● Your task
Rename "face mask" as "facial covering" throughout the part of the material that opens with the line containing "Target: press photographer's arm" and closes with the line containing "Target: man in navy suit". Write out only those lines again, leaving everything else in them unchanged.

(Location identification items)
_____
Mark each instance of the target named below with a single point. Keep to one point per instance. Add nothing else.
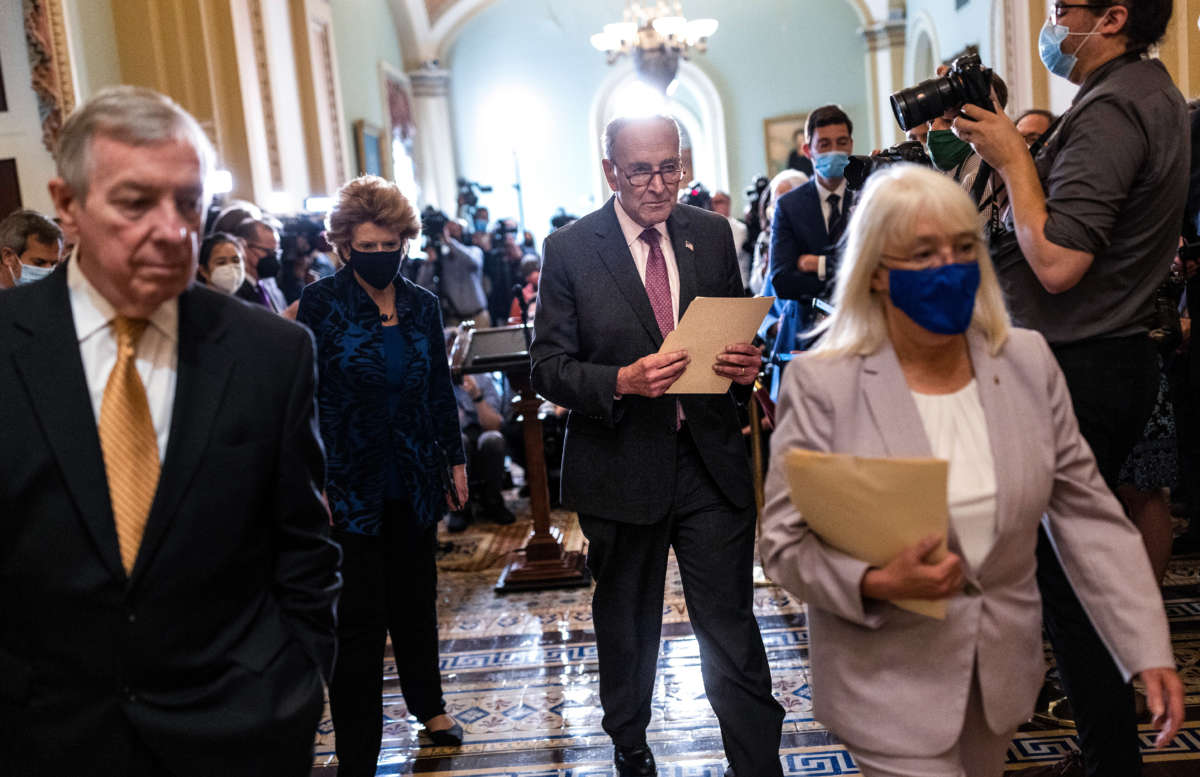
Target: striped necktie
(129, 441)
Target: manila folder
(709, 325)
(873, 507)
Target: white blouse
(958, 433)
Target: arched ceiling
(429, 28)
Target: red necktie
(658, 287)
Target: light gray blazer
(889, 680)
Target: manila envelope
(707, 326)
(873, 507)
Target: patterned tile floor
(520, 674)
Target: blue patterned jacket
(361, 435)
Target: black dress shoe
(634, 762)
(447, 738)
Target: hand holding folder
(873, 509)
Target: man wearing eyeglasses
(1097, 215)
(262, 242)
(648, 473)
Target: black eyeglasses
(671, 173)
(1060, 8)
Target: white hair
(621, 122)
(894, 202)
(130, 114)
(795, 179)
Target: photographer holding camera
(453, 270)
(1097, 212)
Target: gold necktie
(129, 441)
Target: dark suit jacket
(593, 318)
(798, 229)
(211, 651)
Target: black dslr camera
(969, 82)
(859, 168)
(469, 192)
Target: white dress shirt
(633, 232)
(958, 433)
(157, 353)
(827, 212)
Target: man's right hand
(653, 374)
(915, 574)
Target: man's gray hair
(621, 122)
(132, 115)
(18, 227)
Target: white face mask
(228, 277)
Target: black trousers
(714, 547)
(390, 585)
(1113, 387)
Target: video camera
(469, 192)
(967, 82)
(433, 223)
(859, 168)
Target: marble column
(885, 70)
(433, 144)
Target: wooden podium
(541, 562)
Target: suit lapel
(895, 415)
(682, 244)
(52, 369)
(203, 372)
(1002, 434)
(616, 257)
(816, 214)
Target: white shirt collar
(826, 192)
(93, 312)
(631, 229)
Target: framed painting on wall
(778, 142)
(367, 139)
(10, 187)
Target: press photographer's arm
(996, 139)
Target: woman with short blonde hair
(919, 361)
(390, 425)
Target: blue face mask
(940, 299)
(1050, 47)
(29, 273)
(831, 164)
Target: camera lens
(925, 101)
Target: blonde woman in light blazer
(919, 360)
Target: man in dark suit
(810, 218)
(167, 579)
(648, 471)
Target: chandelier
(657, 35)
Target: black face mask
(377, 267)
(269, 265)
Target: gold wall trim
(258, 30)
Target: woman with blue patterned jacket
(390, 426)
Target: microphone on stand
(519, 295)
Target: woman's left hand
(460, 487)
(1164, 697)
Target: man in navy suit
_____
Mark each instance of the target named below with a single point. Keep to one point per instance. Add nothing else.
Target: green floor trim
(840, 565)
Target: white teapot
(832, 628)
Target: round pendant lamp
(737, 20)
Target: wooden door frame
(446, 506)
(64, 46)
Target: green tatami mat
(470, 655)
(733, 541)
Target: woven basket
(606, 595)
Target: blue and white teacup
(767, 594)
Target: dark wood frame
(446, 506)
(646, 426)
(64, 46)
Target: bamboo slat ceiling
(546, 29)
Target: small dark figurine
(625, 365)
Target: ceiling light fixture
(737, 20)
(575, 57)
_____
● Exercise result
Target: press photographer's arm
(996, 139)
Target: woman with short blonde hair
(919, 361)
(390, 425)
Target: blue facial covering
(940, 299)
(1050, 47)
(29, 273)
(831, 164)
Target: camera lens
(925, 101)
Target: blonde woman in light blazer
(919, 360)
Target: man in dark suit
(810, 218)
(167, 579)
(648, 471)
Target: chandelier
(657, 35)
Target: black facial covering
(377, 267)
(269, 265)
Target: gold wall trim
(258, 30)
Target: woman with blue patterned jacket
(390, 426)
Target: microphone on stand
(519, 295)
Target: woman's left hand
(460, 487)
(1164, 697)
Target: man in navy suit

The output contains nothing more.